→ **DATA SHOWN**
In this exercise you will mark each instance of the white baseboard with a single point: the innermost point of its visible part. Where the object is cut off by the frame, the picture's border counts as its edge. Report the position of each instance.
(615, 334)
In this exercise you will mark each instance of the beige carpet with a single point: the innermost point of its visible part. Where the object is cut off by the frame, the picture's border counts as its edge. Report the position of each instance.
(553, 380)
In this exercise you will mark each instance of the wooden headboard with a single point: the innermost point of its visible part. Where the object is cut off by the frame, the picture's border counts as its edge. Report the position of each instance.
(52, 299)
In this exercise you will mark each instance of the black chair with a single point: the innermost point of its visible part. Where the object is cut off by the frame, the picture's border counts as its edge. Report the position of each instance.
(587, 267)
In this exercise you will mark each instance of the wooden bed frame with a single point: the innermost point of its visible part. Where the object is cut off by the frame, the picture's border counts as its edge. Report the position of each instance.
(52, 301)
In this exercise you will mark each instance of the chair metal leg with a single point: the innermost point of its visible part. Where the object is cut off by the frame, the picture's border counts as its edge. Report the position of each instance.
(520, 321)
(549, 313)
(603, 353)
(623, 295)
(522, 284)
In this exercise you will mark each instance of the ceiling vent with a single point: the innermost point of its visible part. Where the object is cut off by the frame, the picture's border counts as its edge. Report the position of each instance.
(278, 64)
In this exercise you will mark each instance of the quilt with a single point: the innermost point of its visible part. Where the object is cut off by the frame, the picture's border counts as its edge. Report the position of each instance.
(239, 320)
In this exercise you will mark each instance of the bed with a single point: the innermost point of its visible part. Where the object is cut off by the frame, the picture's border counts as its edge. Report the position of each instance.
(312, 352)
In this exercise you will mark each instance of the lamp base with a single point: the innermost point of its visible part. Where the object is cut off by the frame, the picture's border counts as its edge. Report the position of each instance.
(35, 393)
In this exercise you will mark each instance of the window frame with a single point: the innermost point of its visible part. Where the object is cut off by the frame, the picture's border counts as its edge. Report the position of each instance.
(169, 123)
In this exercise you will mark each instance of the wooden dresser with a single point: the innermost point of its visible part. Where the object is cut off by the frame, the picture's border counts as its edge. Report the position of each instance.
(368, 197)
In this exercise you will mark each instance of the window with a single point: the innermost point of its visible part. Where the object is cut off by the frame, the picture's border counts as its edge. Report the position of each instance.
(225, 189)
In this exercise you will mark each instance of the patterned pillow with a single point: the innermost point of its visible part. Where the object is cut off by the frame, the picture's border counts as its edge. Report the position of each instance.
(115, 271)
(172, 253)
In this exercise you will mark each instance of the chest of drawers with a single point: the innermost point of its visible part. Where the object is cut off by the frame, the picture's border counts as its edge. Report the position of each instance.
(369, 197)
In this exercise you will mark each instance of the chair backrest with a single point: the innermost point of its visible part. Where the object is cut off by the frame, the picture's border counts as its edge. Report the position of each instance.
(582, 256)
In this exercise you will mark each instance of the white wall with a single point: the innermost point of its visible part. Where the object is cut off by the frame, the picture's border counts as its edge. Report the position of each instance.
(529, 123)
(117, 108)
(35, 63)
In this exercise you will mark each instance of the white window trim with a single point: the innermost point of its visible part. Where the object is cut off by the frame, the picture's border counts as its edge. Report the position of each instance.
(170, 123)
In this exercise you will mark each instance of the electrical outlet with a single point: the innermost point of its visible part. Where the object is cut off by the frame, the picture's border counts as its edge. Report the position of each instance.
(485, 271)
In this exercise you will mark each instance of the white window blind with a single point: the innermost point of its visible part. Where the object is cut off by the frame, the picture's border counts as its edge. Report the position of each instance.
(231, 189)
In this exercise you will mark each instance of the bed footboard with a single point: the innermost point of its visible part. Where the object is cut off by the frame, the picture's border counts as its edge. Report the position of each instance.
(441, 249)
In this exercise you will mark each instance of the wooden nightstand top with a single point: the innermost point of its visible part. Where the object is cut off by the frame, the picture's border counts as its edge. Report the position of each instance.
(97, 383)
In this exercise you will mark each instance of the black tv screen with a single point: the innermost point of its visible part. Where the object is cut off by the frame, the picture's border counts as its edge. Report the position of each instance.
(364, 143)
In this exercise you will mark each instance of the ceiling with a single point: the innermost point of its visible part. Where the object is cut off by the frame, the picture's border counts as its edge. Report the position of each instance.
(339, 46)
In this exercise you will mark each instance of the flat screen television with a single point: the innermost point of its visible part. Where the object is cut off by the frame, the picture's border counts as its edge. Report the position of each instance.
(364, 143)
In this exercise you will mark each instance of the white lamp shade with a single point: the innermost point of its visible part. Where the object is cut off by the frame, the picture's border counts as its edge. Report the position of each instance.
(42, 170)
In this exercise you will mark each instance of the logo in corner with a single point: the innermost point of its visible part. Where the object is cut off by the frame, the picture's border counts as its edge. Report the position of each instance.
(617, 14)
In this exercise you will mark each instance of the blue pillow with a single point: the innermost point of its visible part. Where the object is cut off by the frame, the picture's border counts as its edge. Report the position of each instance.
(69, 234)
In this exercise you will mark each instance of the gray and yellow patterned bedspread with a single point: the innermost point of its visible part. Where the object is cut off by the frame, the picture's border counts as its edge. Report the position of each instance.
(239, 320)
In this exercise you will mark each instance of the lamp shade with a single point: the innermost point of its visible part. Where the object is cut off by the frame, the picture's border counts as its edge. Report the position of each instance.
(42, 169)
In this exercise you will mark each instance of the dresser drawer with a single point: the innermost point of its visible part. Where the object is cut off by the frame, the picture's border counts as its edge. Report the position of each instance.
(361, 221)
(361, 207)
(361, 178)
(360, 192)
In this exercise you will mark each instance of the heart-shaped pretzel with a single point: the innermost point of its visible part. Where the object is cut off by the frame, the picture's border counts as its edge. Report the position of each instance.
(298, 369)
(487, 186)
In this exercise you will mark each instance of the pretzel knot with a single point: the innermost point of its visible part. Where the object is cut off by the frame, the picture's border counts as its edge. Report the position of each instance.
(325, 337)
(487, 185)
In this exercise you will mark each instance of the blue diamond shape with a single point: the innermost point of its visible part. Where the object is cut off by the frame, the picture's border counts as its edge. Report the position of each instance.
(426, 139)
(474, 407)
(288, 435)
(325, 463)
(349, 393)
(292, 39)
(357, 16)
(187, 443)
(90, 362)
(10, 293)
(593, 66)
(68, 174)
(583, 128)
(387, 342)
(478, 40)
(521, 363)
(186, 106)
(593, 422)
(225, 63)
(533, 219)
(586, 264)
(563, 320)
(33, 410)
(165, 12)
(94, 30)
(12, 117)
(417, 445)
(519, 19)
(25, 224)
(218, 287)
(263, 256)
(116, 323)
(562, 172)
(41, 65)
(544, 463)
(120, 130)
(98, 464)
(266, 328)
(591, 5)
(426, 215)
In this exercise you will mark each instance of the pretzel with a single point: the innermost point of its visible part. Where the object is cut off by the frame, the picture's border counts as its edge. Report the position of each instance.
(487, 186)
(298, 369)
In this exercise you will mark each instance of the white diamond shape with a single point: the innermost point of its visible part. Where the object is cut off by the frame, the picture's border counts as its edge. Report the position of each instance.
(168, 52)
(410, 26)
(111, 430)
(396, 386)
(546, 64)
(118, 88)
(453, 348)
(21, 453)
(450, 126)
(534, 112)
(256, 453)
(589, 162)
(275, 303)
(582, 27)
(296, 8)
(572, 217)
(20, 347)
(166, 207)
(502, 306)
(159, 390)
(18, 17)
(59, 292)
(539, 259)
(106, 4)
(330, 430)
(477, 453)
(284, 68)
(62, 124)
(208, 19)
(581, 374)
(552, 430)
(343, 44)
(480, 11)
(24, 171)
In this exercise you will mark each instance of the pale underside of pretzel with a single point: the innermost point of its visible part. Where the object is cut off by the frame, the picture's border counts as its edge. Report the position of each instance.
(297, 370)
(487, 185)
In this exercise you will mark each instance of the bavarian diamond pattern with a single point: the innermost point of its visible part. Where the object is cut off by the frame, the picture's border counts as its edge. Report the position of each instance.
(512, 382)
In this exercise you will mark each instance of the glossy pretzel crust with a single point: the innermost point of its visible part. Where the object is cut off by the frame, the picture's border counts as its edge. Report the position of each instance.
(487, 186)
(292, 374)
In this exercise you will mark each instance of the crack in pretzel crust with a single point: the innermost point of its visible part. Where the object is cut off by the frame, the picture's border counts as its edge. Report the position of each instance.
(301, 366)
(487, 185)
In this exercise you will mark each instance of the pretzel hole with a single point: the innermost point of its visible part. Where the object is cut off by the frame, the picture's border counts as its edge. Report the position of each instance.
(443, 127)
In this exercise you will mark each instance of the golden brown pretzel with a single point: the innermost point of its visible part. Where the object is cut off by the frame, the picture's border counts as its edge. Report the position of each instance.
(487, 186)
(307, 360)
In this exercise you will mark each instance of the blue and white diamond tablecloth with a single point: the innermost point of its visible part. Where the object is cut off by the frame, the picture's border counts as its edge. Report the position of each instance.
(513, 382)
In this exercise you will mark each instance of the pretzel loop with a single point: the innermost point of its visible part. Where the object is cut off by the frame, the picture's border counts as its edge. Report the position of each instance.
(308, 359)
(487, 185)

→ **REQUEST**
Your task is to return, exactly and on their own, the lines from the one containing "In this exercise you will mark each instance of the bavarian" through the last line of the listing.

→ **COMPLETE OUTPUT**
In this exercise you will mark each instance of the bavarian diamond pattern with a single point: the innermost point of its visible part. Where the object is cut off by the frame, the picture's border counts as its edge. Report the position of each instance.
(512, 382)
In this exercise you will mark each instance of the glossy pretzel crust with a single point: the innermost point of its visible part. Where the object is cut off by the frame, the picture's border counts as its edge. Report the position of each instance.
(487, 186)
(292, 374)
In this exercise you will mark each instance of the crack in pretzel crust with a single point: the innermost point of its visible part. Where the object is cut off by the frame, the picture's border counts as its edge. Report the position of each instance.
(301, 366)
(487, 185)
In this exercise you will mark each instance of the pretzel hole with a single point: the innermost point of its visible part. Where the object is cut off by the frame, the picture's border counts as its edge. Report the position of each instance.
(443, 127)
In this exercise you will mark each instance of the golden brown pretzel with a single point: the innermost point of its visible part. Where the object is cut off by the frame, the picture's border counts as its edge. Report the position of each instance.
(487, 186)
(307, 360)
In this exercise you will mark each instance of the blue and white diamond tablecloth with a single point: the innermost point of its visible part. Where the object is cut off by the frame, the picture's border counts as its edge. Report the position of each instance.
(513, 382)
In this exercise you will mark each instance of the pretzel loop with a single point: the innermost point of its visible part. Where the object is cut off by the frame, the picture's border counts as its edge. Report the position of each instance.
(308, 359)
(487, 185)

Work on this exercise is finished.